- Что сделать: Оформите строки всех пунктов ниже в виде нумерованного списка, пропустив пустые строки.

- Исходные записи:
= = = = =
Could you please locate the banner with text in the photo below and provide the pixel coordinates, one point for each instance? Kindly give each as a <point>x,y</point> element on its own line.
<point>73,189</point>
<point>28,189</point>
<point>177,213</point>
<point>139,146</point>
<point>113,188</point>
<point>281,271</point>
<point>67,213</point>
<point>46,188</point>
= = = = =
- Решение задачи:
1. Could you please locate the banner with text in the photo below and provide the pixel coordinates, one point for each instance? Kindly give each as a <point>x,y</point> element on its own line.
2. <point>73,189</point>
3. <point>28,189</point>
4. <point>177,213</point>
5. <point>139,146</point>
6. <point>113,188</point>
7. <point>281,271</point>
8. <point>67,213</point>
9. <point>46,188</point>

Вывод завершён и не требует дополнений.